TASK PROMPT: Return each line of the entries below that contains the string "tall".
[Start INFORMATION SHOWN]
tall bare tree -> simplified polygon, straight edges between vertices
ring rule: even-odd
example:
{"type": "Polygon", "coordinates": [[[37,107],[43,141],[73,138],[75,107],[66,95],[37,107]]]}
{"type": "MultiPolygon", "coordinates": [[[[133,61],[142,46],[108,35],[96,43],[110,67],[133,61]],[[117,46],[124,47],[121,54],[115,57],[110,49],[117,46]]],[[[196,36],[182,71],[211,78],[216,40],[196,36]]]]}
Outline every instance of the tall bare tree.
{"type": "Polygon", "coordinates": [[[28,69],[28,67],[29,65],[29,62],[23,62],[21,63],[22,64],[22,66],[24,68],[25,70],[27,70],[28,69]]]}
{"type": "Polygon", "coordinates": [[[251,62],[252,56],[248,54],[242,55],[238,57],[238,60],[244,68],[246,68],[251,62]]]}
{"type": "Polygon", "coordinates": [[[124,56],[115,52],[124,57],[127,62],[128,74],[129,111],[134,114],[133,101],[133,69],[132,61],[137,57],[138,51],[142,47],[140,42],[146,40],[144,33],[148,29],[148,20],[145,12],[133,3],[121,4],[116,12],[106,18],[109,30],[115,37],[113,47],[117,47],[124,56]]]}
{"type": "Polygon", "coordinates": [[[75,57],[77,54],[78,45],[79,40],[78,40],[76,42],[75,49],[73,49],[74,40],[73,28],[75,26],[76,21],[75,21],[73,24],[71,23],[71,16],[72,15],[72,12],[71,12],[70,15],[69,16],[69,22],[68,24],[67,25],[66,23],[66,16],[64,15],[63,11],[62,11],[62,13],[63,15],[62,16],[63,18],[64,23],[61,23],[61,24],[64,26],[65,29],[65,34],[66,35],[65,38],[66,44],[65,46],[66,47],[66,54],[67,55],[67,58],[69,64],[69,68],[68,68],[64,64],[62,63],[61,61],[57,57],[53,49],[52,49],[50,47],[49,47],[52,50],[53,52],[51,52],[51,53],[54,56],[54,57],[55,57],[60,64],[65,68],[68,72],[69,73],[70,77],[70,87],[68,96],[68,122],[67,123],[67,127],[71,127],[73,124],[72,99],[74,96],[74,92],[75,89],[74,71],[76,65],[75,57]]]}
[End INFORMATION SHOWN]
RESULT BELOW:
tall bare tree -> simplified polygon, straight edges between vertices
Outline every instance of the tall bare tree.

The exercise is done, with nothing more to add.